- Instructions to follow: Please print every record below exactly as it appears.
---- Raw records
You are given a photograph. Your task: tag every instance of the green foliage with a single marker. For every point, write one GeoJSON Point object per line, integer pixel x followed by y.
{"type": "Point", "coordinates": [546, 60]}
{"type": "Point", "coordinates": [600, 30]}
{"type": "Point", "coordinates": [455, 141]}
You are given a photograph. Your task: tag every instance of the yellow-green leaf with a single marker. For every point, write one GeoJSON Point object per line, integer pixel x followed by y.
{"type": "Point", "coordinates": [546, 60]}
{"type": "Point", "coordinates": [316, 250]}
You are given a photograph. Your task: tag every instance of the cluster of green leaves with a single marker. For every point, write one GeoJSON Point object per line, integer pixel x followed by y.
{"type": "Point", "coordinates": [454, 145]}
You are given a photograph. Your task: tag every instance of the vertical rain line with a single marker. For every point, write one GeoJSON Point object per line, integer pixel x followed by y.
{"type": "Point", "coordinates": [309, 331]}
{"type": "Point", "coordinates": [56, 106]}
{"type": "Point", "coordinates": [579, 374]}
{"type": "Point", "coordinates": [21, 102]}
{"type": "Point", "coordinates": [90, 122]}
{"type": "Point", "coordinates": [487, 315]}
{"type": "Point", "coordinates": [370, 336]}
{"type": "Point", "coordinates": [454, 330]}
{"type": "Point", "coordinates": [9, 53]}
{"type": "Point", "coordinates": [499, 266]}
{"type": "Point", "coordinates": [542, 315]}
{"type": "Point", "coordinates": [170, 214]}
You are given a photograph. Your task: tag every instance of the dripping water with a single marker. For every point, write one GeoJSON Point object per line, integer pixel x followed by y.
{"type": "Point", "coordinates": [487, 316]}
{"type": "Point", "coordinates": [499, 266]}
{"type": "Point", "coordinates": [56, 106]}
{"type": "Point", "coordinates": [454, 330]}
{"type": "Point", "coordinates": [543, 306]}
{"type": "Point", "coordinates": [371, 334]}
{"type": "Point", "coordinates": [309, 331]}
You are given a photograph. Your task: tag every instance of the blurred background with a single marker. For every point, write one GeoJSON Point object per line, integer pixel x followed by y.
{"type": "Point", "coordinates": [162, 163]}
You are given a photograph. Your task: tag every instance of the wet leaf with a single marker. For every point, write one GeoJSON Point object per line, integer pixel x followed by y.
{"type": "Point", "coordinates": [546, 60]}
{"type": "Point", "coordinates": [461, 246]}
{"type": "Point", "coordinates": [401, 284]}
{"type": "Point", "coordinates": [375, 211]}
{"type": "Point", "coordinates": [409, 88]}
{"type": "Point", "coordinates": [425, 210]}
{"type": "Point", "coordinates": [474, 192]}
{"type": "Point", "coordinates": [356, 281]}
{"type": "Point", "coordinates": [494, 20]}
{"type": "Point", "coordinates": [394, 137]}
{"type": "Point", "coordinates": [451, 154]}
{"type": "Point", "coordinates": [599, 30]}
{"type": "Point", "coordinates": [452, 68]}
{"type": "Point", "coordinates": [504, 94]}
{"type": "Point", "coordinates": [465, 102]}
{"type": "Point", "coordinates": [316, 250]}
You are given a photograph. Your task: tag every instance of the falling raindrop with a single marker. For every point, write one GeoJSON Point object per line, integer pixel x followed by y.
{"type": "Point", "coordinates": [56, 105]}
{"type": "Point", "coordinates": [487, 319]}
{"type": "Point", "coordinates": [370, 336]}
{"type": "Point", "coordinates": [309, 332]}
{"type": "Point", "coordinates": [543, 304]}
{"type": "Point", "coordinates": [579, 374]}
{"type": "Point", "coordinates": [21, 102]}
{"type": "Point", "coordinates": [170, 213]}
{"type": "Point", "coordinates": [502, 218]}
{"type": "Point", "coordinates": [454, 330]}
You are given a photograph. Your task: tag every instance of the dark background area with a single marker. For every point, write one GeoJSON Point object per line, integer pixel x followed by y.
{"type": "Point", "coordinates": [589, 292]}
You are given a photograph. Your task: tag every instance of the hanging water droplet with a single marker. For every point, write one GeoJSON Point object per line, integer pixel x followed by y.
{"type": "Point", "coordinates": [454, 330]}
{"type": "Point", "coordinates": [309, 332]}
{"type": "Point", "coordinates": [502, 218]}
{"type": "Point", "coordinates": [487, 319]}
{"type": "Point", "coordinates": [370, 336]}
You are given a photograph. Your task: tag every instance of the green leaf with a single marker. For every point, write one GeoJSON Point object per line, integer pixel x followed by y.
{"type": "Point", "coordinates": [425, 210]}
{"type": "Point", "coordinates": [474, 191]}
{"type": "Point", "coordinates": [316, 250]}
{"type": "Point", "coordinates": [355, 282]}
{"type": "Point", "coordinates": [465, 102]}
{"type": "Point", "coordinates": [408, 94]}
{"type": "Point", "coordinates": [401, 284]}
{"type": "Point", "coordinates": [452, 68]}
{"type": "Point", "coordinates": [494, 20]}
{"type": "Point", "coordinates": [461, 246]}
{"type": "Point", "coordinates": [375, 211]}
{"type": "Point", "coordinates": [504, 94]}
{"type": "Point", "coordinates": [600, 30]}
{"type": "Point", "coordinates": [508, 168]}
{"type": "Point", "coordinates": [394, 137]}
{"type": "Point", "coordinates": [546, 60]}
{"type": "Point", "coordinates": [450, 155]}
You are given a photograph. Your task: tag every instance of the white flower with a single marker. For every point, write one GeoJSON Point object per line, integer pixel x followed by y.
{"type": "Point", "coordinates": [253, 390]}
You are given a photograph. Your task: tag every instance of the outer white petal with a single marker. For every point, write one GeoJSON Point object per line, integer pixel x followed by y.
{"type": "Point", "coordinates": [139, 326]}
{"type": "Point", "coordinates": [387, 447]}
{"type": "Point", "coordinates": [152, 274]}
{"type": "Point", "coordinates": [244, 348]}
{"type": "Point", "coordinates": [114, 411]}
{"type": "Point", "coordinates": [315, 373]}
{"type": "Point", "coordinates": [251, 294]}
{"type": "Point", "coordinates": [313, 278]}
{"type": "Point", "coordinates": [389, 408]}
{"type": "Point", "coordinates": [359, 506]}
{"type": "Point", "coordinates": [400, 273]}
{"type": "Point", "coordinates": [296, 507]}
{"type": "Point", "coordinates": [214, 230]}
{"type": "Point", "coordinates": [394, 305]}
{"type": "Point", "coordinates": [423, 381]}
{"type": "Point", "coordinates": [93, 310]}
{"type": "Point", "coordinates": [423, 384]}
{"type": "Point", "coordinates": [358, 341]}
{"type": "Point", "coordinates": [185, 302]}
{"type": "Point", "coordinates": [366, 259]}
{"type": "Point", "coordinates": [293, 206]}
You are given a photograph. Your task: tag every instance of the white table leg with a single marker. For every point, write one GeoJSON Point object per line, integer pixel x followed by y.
--------
- Answer:
You are given a photograph. Your task: tag every instance of the green foliage with a single marker. For every point, write one GeoJSON Point object per line, integer pixel x followed by y.
{"type": "Point", "coordinates": [546, 60]}
{"type": "Point", "coordinates": [600, 30]}
{"type": "Point", "coordinates": [455, 141]}
You are given a photograph. Your task: tag every instance of the yellow-green leaf with a single marker. For every point, write one GeoJSON Point object per line, integer pixel x followed by y.
{"type": "Point", "coordinates": [546, 60]}
{"type": "Point", "coordinates": [316, 250]}
You are given a photograph. Your task: tag every instance of the cluster of green leaves with a single marker. For every point, write one GeoJSON Point object per line, integer pixel x followed by y.
{"type": "Point", "coordinates": [454, 145]}
You are given a photograph. Your task: tag every instance of the vertical rain line with a single marker. For every point, write one GeoJSON Point object per line, integer pixel x followed by y.
{"type": "Point", "coordinates": [309, 331]}
{"type": "Point", "coordinates": [56, 106]}
{"type": "Point", "coordinates": [579, 374]}
{"type": "Point", "coordinates": [21, 102]}
{"type": "Point", "coordinates": [90, 122]}
{"type": "Point", "coordinates": [487, 315]}
{"type": "Point", "coordinates": [370, 336]}
{"type": "Point", "coordinates": [454, 330]}
{"type": "Point", "coordinates": [9, 53]}
{"type": "Point", "coordinates": [499, 266]}
{"type": "Point", "coordinates": [542, 315]}
{"type": "Point", "coordinates": [170, 214]}
You are given a photograph. Your task: tag every instance of the dripping water with a single marker. For every point, write one GeoJSON Point object per line, integer pixel x followed by y.
{"type": "Point", "coordinates": [487, 316]}
{"type": "Point", "coordinates": [499, 266]}
{"type": "Point", "coordinates": [56, 106]}
{"type": "Point", "coordinates": [454, 330]}
{"type": "Point", "coordinates": [543, 306]}
{"type": "Point", "coordinates": [371, 334]}
{"type": "Point", "coordinates": [309, 331]}
You are given a photograph. Your task: tag every instance of the blurred background with a single marker. For every point, write one GeoJSON Point object per line, integer pixel x followed by y.
{"type": "Point", "coordinates": [162, 163]}
You are given a photograph. Your task: tag every instance of the wet leaf with a single marker. For every point, write one GeoJSON Point object per line, integer pixel x followed by y.
{"type": "Point", "coordinates": [546, 60]}
{"type": "Point", "coordinates": [461, 246]}
{"type": "Point", "coordinates": [401, 284]}
{"type": "Point", "coordinates": [375, 211]}
{"type": "Point", "coordinates": [409, 88]}
{"type": "Point", "coordinates": [425, 210]}
{"type": "Point", "coordinates": [474, 192]}
{"type": "Point", "coordinates": [356, 281]}
{"type": "Point", "coordinates": [494, 20]}
{"type": "Point", "coordinates": [394, 137]}
{"type": "Point", "coordinates": [451, 154]}
{"type": "Point", "coordinates": [599, 30]}
{"type": "Point", "coordinates": [452, 68]}
{"type": "Point", "coordinates": [504, 94]}
{"type": "Point", "coordinates": [465, 102]}
{"type": "Point", "coordinates": [316, 250]}
You are given a photograph. Your task: tag every instance of the falling raindrop with a single marker. For every point, write one GeoJSON Point object per line, integer pixel x followed by y.
{"type": "Point", "coordinates": [56, 105]}
{"type": "Point", "coordinates": [487, 319]}
{"type": "Point", "coordinates": [370, 336]}
{"type": "Point", "coordinates": [309, 332]}
{"type": "Point", "coordinates": [543, 304]}
{"type": "Point", "coordinates": [579, 374]}
{"type": "Point", "coordinates": [21, 102]}
{"type": "Point", "coordinates": [170, 213]}
{"type": "Point", "coordinates": [502, 218]}
{"type": "Point", "coordinates": [454, 330]}
You are given a photograph. Your task: tag every instance of the dark background area with a single marker. For every point, write one GeoJSON Point object per line, integer pixel x followed by y.
{"type": "Point", "coordinates": [589, 292]}
You are given a photograph. Your task: tag every instance of the hanging water droplet with a single marker. For every point, write one GeoJSON Point object per line, integer pixel x followed by y.
{"type": "Point", "coordinates": [454, 330]}
{"type": "Point", "coordinates": [309, 332]}
{"type": "Point", "coordinates": [502, 218]}
{"type": "Point", "coordinates": [487, 319]}
{"type": "Point", "coordinates": [370, 336]}
You are given a photograph. Your task: tag every instance of the green leaf with a single marker. For every point, write one GeoJSON Point object per line, integer pixel x followed by y.
{"type": "Point", "coordinates": [425, 210]}
{"type": "Point", "coordinates": [474, 191]}
{"type": "Point", "coordinates": [316, 250]}
{"type": "Point", "coordinates": [355, 282]}
{"type": "Point", "coordinates": [465, 102]}
{"type": "Point", "coordinates": [408, 94]}
{"type": "Point", "coordinates": [401, 284]}
{"type": "Point", "coordinates": [452, 68]}
{"type": "Point", "coordinates": [494, 20]}
{"type": "Point", "coordinates": [461, 246]}
{"type": "Point", "coordinates": [375, 211]}
{"type": "Point", "coordinates": [504, 94]}
{"type": "Point", "coordinates": [600, 30]}
{"type": "Point", "coordinates": [508, 168]}
{"type": "Point", "coordinates": [394, 137]}
{"type": "Point", "coordinates": [546, 60]}
{"type": "Point", "coordinates": [450, 155]}
You are given a photograph. Your task: tag every instance of the white flower with a single marker. For every point, write one GeoJSON Point object per line, integer pixel x followed by y.
{"type": "Point", "coordinates": [253, 390]}
You are given a photograph. Your task: tag every instance of the outer white petal with a single marker. For every point, write one GeoJSON Point object per line, integer pixel x followed by y.
{"type": "Point", "coordinates": [139, 326]}
{"type": "Point", "coordinates": [387, 447]}
{"type": "Point", "coordinates": [152, 274]}
{"type": "Point", "coordinates": [244, 348]}
{"type": "Point", "coordinates": [114, 411]}
{"type": "Point", "coordinates": [315, 373]}
{"type": "Point", "coordinates": [251, 294]}
{"type": "Point", "coordinates": [313, 278]}
{"type": "Point", "coordinates": [389, 408]}
{"type": "Point", "coordinates": [359, 506]}
{"type": "Point", "coordinates": [400, 273]}
{"type": "Point", "coordinates": [296, 507]}
{"type": "Point", "coordinates": [214, 230]}
{"type": "Point", "coordinates": [394, 305]}
{"type": "Point", "coordinates": [423, 381]}
{"type": "Point", "coordinates": [93, 310]}
{"type": "Point", "coordinates": [423, 384]}
{"type": "Point", "coordinates": [358, 341]}
{"type": "Point", "coordinates": [185, 302]}
{"type": "Point", "coordinates": [366, 259]}
{"type": "Point", "coordinates": [293, 206]}
You are given a photograph. Your task: tag every instance of the white table leg with a single marker. For every point, write one GeoJSON Point object per line, integer pixel x followed by y.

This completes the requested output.